TE LEZEN TEKST
Archief | Bennekom RSS feed for this section

Basje de Ruiter was een van de jongens van de Laar

27 jan

Vrijdag 21 januari is Bas de Ruiter (75) overleden. Hij was de man van Eef de Ruiter-Borgers die we allemaal wel kennen als jarenlange hulp in de kantine en de bestuurskamer. Bas was al geruime tijd ziek. Hij voetbalde ooit bij de Voetbalvereniging Bennekom.

OPDRACHTEN
1: Beantwoord de volgende vragen over het bericht over Bas de Ruiter:
(a) Op welke dag en datum is hij overleden?
(b) In welke twee ruimtes hielp Eef de Ruiter-Borgers jarenlang?
(c) Bij welke vereniging voetbalde hij ooit?
2: Zet het bericht over Bas de Ruiter voort, te beginnen na de laatste zin.
De lijst die hierna volgt, speelt hierbij geen rol.

AANGELEVERDE GEGEVENS
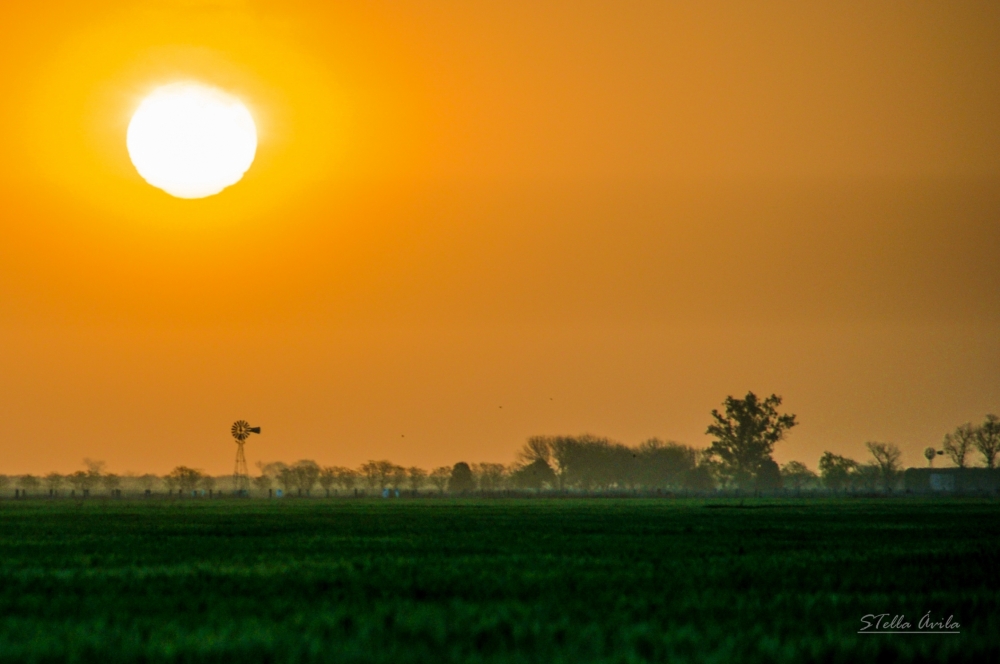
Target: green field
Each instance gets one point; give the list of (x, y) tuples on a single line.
[(495, 580)]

ANTWOORDEN
1:
(a) Vrijdag 21 januari.
(b) In de kantine en de bestuurskamer.
(c) Bij de Voetbalvereniging Bennekom.

2:
De dood van Basje de Ruiter roept bij mij heel veel herinneringen op aan mijn jeugd. Ik was pakweg 11 of 12 jaar toen ik aan competitievoetbal mocht gaan doen. Zo was dat nog in de jaren zestig. Ik was een van de ouderen van de jongens die dankzij Evert Beukhof, vader van een van de jongens, lid mocht worden van VV Bennekom, zodat we op het terrein aan de Laarweg konden voetballen. Omdat ik ouder was, mocht ik al vrij snel deel uitmaken van een junioren-competitie-elftal. Ik kreeg mijn wedstrijdkaart in de brievenbus waarop stond dat ik zaterdag midvoor stond in de uitwedstrijd tegen CHRC. Elftalleider Bertus van Reemst, als straatveger een gemeenteambtenaar, kwam de kaart persoonlijk afgeven op mijn huisadres. En dat bleef hij nog lang doen.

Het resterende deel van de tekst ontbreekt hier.